Copy each line below without leaving any out.

(Records excerpted from a collection)
________

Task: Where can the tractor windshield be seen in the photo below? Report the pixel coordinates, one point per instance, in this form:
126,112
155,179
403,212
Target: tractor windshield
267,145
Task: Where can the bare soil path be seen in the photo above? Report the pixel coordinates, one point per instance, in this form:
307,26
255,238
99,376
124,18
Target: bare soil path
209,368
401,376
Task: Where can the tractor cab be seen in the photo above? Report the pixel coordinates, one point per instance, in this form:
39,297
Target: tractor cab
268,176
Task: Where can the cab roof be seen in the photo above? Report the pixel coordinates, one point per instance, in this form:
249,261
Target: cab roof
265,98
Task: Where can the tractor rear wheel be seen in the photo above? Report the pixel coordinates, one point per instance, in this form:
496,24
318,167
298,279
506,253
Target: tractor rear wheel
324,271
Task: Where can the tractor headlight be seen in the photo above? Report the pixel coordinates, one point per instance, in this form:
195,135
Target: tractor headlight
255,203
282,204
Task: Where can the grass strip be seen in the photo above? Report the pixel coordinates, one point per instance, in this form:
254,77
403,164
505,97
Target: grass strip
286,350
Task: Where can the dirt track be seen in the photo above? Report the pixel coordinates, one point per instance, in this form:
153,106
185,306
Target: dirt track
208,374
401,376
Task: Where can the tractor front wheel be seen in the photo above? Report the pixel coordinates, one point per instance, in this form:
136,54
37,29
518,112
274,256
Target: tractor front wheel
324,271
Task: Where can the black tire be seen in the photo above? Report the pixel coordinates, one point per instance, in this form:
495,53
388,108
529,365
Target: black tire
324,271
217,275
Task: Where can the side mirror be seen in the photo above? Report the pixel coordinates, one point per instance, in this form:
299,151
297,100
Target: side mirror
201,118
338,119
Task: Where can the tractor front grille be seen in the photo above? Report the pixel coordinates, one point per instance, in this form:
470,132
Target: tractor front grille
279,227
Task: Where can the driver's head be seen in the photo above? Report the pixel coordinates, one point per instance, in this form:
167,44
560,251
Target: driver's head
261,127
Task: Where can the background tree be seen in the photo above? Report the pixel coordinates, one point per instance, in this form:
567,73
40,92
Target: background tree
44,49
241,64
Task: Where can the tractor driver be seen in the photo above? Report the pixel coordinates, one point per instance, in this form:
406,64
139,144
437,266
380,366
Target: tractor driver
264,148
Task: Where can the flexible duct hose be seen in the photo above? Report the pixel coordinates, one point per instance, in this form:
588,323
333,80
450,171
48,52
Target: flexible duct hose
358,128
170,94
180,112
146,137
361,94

________

YOUR RESPONSE
Task: Where can the tractor windshield be seen in the photo below? Report the pixel coordinates, one point per instance, in this form:
126,112
155,179
403,212
Target: tractor windshield
267,145
Task: Where can the bare soil path be seen in the photo above? Report the pixel coordinates, one point per instance, in this form:
307,26
255,238
99,376
124,18
Target: bare soil path
209,368
401,376
Task: Where can the tractor cab be seen in the photo above? Report the pixel coordinates, one point per instance, in this form:
39,297
Target: tractor cab
268,176
Task: Where can the cab roof be seen in the photo above? Report the pixel coordinates, one point per instance, in this form:
249,261
Target: cab roof
265,98
Task: Where can the tractor rear wheel be seen in the photo above? Report the pixel coordinates, one point per instance, in this form:
496,24
318,167
298,279
506,253
Target: tractor rear wheel
324,271
Task: Where can the tractor headlight be seen in the photo above? Report the pixel coordinates, one point per instance, in this form:
195,135
Target: tractor headlight
255,203
282,204
Task: Where can the grass strip be seen in the photo above? Report the pixel coordinates, one point per instance, in this form:
254,77
403,164
505,97
Target: grass strip
286,350
Task: Where can the dirt track be seen in the photo above? Report the pixel coordinates, one point per instance, in this form:
153,106
185,306
Target: dirt track
208,374
401,376
Task: Where can the tractor front wheel be seen in the photo above? Report the pixel coordinates, one point per instance, in this form:
136,54
37,29
518,112
274,256
Target: tractor front wheel
324,271
Task: Where can the black tire be seen in the photo above? Report the pixel coordinates, one point per instance, in this form:
495,53
388,108
529,365
Target: black tire
324,271
217,275
Task: Where can the side mirror be seen in the photo above? Report the pixel coordinates, one point per instance, in this form:
299,151
297,100
Target: side mirror
201,118
338,119
Task: Where can the tractor front grille be seen in the photo above? Report the pixel coordinates, one point per instance, in this form:
470,132
Target: tractor front grille
279,227
Task: Where can the driver's head be seen in the photo above? Report the pixel coordinates, one point per instance, in this form:
167,44
560,251
Target: driver's head
261,127
Task: Where can the background tree be seen in the photo above? Report the pixel coordinates, one point per instance, in this form:
567,73
40,92
Target: background tree
44,49
241,64
Task: Where can the tractor driver be seen in the photo above? Report the pixel coordinates, one point per instance, in this form:
406,64
139,144
437,266
380,366
Target: tractor driver
264,148
Task: Where can the flexible duct hose be seen in the photo above? Report the pixel coordinates, one point per instance, in this form:
588,323
333,80
450,171
48,52
Target: flexible duct hose
358,128
170,94
180,112
146,137
361,94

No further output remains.